Written request 1:
Rewrite the entries starting with the line with "Dear assistant, the user would like the castle" and going on through the line with "[563,630,686,698]", replacing "lit candle" with "burning candle" and leaving everything else unchanged.

Document segment:
3. But remembering that people pleasing sucks you dry
If I could pay for every dinner for all of my friends forever, I would. If I had the cash, I would buy my boyfriend a new wardrobe every season, my dog would travel with me everywhere I go and I’d fly my family out to Los Angeles to hang out all of the time. I want everyone to feel loved and spoiled and safe all of the time. And I aim for that, I really do. Not to be all, “what can I say? I love too much! That’s my biggest problem! I’m just a selfless lover! Saint Molls for President!” I can be selfish as fuck sometimes, but the other extreme of that is that I’m a complete emotional whore for anyone I love and often fail to stick up for myself/watch my own back because I’m all, “LOVE ME AND NEVER LEAVE ME, PLEASE!”
4. Staying clean
On the outside, yes, but I’m talking specifically on the inside. Watching what you eat, drinking less than you do (and it’s almost always too much if you’re like me & everyone I know), putting down the cigs and the weed and maybe even that disposable pineapple vape because we really don’t know what those things are going to do to us. Again, these are just reminders about things to work on, not anything that I actually think are super easy to do or something that’s maintainable all of the time because honey, I’m a fucking dumpster.
5. You don’t need that
Whatever it is, you almost always don’t need it. You don’t need anymore fucking clothes, you’re good on the $12 block of cheese, no one needs to drink a $50 bottle of wine. This is something that I have to say to myself constantly. I love being a consumer, I’m a totally patriotic babe, but I spend money like crazy until I don’t have anymore and then I am exactly as happy as I was when I had money except I don’t have options.
6. Being honest
For some reason, this can be so much harder than it should be. It’s terrifying to think about letting down people you love with simple truths about yourself and mistakes you’ve made so sometimes it’s just easier to gloss over the truth or let out what feels like a harmless white lie. This is can be a life-ruining defense mechanism. It’s actually just an advanced, more harmful form of people pleasing but it can leave you looking like a psychopath. Try to cut things you’ll want to fib about later off at the pass by asking yourself whether or not what you’re about to do is something you’d want people you love knowing about you.

Excerpted records:

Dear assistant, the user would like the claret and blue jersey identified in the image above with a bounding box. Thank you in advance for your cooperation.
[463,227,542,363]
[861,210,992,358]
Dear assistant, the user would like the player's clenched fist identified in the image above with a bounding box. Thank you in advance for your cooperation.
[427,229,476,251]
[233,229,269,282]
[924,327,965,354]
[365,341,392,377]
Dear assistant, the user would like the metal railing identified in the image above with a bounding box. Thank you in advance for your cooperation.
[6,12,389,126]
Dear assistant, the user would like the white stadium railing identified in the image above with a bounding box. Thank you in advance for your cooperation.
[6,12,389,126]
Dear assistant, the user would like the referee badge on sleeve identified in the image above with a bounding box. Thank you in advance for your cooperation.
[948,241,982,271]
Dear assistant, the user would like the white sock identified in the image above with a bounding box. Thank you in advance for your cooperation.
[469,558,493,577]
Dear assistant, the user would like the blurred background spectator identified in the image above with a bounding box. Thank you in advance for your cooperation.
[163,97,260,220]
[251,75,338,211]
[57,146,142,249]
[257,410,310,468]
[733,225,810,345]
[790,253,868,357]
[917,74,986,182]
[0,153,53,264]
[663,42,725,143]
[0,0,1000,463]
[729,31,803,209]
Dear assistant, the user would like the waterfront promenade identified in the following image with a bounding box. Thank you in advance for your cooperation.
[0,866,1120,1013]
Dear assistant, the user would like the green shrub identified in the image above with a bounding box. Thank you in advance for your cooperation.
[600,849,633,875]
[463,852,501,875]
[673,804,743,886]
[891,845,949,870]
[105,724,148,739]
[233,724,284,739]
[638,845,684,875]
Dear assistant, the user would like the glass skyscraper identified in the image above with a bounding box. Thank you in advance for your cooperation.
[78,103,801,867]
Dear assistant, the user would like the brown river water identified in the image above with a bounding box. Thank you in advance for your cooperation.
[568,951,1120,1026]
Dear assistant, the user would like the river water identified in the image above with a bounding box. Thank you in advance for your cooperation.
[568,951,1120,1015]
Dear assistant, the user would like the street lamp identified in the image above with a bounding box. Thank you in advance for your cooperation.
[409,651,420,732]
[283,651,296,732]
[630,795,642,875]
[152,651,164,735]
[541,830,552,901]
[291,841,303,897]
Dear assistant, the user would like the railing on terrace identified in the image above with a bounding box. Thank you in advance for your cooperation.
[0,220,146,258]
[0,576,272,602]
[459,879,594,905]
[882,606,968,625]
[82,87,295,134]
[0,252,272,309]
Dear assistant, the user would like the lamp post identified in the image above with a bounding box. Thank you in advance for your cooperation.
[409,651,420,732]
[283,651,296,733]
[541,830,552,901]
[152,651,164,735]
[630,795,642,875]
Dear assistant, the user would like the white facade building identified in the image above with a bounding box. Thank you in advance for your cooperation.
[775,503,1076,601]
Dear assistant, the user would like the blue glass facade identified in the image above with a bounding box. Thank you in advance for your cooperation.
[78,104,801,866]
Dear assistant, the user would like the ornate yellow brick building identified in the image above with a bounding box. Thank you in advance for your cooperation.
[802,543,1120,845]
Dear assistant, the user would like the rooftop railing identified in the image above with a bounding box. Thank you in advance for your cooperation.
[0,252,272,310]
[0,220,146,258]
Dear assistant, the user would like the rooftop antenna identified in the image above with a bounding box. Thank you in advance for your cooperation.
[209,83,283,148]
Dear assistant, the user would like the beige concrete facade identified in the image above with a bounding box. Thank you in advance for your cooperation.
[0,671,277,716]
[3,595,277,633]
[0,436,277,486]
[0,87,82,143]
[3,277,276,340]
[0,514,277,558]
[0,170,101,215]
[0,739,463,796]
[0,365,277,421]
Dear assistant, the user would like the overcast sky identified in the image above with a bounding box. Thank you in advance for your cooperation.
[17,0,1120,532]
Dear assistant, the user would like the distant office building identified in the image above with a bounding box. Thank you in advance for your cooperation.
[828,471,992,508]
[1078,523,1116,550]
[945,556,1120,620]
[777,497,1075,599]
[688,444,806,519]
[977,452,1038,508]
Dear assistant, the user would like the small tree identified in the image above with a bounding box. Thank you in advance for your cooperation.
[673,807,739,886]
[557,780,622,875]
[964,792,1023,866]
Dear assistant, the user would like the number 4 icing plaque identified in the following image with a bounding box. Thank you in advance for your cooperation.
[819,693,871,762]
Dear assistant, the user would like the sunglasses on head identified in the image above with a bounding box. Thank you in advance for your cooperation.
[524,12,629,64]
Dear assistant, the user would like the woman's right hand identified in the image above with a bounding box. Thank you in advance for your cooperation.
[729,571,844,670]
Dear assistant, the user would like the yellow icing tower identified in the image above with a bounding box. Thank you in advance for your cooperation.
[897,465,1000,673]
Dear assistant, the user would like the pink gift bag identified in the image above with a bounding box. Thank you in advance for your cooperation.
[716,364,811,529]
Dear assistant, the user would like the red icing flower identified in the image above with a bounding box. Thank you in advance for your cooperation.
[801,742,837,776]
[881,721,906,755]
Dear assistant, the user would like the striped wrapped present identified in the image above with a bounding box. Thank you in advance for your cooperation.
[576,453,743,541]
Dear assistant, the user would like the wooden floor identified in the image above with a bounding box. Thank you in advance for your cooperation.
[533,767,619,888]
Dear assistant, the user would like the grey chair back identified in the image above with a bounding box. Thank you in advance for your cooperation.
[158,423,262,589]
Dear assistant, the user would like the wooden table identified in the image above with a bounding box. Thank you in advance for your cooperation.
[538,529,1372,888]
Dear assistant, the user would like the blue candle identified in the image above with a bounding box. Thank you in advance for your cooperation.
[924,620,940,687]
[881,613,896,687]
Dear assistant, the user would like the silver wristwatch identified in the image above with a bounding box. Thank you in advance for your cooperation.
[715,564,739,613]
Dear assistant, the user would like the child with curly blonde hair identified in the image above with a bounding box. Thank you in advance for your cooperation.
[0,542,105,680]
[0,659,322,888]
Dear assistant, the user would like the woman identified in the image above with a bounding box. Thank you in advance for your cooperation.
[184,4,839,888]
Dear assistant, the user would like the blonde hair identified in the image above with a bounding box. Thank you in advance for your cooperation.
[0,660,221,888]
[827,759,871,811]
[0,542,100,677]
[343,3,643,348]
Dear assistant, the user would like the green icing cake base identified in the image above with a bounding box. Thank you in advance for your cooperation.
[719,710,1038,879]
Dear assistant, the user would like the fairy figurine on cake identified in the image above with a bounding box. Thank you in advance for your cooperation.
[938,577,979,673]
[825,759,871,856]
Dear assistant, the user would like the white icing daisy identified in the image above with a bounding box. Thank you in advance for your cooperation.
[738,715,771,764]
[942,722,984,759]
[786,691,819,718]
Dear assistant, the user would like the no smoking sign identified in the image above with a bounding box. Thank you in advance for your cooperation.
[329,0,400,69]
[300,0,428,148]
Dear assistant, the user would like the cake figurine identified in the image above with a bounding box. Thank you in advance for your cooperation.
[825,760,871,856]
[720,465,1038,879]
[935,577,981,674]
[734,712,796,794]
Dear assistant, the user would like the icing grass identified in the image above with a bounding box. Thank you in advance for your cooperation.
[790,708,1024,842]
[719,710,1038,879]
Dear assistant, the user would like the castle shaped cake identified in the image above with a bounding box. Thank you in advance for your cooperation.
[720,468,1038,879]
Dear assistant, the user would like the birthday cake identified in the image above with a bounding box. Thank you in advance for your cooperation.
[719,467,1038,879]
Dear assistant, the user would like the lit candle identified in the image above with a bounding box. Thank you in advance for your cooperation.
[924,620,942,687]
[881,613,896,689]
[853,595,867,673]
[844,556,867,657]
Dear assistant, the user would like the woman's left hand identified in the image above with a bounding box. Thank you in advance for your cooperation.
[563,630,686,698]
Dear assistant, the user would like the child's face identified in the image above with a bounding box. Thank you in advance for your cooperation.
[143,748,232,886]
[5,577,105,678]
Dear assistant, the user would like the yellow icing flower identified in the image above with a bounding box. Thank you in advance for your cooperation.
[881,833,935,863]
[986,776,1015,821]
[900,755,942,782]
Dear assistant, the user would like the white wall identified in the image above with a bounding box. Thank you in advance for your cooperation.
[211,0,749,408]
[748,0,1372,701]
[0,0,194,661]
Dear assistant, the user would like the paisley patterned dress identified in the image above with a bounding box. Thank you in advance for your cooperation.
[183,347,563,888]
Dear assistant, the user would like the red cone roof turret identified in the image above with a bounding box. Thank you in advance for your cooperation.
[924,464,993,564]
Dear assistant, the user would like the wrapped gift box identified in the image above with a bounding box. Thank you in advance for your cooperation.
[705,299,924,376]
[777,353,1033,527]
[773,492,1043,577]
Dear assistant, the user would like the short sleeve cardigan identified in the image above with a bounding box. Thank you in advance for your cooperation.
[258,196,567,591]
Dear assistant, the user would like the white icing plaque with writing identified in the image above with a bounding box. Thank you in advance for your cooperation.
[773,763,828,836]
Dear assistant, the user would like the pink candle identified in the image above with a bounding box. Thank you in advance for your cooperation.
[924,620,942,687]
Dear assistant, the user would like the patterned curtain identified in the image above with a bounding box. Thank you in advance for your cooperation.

Written request 2:
Summarize the reminders text in two sentences.

Task answer 1:
Dear assistant, the user would like the castle shaped cake identified in the image above with a bounding box. Thank you in advance for your cooperation.
[720,468,1038,879]
Dear assistant, the user would like the birthday cake identified in the image above with a bounding box. Thank you in advance for your cooperation.
[719,467,1038,879]
Dear assistant, the user would like the burning candle identified in the image above with a bounding box. Thank you in advance for your cooperation.
[924,620,942,687]
[881,613,896,689]
[853,595,867,673]
[844,556,867,657]
Dear assistant, the user would like the woman's left hand identified in the image above with a bounding box. Thank you in advance for your cooperation.
[563,630,686,698]

Task answer 2:
The reminders are to remember that people pleasing drains you, to stay clean on the inside by watching what you eat, drinking less, and putting down cigarettes, weed, and vapes, and to recognize that you almost never need whatever you want to buy. They also urge honesty, calling white lies a more harmful form of people pleasing and advising you to ask whether you would want the people you love to know about what you are about to do.